> [Problem set]:
1. Name each policy that the excerpt on Greece and the European crisis says is being pushed or forced on Greece or Europe.
2. Reproduce word for word a passage of the excerpt on Greece and the European crisis: begin at the words "So this is an" and stop after "put profit first.".
3. Extend the passage on Greece and Europe's economic policies past its final sentence.

> [Excerpt]:

============

On the other hand, the policies of privatisation and liberalisation being pushed by European institutions and the International Monetary Fund will make our society more unfair and less democratic. These policies must be stopped.
Greece is at the centre of the European crisis, but also provides the greatest potential for pursuing an alternative set of policies. Over the next few months decisions are being made which will either force Greece to adopt deeper austerity and make the situation worse for Greece’s people, or which will allow the new government to implement its proposals and Greece to start recovering from this manmade catastrophe. The European elite and IMF are trying to humiliate and defeat Greece’s government, because its policies would force the wealthiest in society, in particular the banks responsible for the crisis, to foot the bill for the crisis gripping Europe.
So this is an epic battle about Europe’s economic policies – and whether we should instead pursue policies that put people first or that put profit first.

============

> [Records]:
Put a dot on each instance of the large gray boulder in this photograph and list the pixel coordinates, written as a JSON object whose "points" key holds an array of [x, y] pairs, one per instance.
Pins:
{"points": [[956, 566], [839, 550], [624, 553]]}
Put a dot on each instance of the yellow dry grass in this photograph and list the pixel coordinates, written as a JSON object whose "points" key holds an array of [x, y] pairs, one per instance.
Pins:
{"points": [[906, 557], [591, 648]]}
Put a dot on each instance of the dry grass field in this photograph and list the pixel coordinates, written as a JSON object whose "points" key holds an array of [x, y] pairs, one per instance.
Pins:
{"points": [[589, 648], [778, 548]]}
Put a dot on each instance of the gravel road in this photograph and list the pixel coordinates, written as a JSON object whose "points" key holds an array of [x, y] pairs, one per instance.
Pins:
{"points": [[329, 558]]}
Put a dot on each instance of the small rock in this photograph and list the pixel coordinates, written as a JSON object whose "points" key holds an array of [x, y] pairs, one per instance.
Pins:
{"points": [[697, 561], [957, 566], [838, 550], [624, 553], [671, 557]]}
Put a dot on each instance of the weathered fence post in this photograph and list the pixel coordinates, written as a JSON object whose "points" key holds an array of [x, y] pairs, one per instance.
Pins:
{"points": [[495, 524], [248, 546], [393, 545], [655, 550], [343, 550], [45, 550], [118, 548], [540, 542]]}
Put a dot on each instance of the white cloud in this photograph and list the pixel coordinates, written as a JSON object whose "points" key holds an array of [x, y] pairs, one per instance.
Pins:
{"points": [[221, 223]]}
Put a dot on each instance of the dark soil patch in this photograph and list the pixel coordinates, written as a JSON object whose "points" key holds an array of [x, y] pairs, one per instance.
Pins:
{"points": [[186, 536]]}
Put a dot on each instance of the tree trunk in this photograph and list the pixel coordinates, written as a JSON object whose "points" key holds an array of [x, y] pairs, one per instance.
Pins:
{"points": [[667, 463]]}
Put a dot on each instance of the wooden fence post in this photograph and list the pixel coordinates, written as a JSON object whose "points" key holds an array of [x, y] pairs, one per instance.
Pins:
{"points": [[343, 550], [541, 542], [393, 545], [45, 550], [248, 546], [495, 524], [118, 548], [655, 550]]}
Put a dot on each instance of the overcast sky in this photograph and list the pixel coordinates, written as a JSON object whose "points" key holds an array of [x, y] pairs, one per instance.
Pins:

============

> [The answers]:
1. privatisation, liberalisation, austerity

2.
So this is an epic battle about Europe’s economic policies – and whether we should instead pursue policies that put people first or that put profit first.

3.
Greece’s economy had structural problems which fed into its debt crisis – low rates of tax collection and corruption as examples. But Western European governments and banks benefited from and exacerbated these problems – for instance encouraging Greece’s government to buy weapons with loans, even though Greece already spent very large amounts of money on the military. Even once the extent of Greece’s crisis became obvious, weapons sales contracts were being enforced by the German and French governments.
What’s more, Greece’s crisis was primarily brought to a head by the global financial crisis, fuelled by reckless lending and banking practices. Corruption and secrecy was facilitated by big business. Just look at the way investment giant Goldman Sachs helped Greek governments hide their true debts from their own people.
Since the ‘bailout’, Greece’s policies have been imposed by European institutions and the International Monetary Fund. These policies have increased Greece’s debt burden, and for the poorest in Greece have been a catastrophe.
When the bailouts began in 2010, €310 billion had been lent to the Greek government by reckless banks and the wider European financial sector. Since then, the ‘Troika’ of the IMF, EU and European Central Bank have lent €252 billion to the Greek government. Of this, €34.5 billion of the bailout money was used to pay for various ‘sweeteners’ to get the private sector to accept the 2012 debt restructuring. €48.2 billion was used to bailout Greek banks following the restructuring. €149.2 billion has been spent on paying the original debts and interest from reckless lenders. This means less than 10% of the money has reached the people of Greece. Today the Greek government debt is still €317 billion.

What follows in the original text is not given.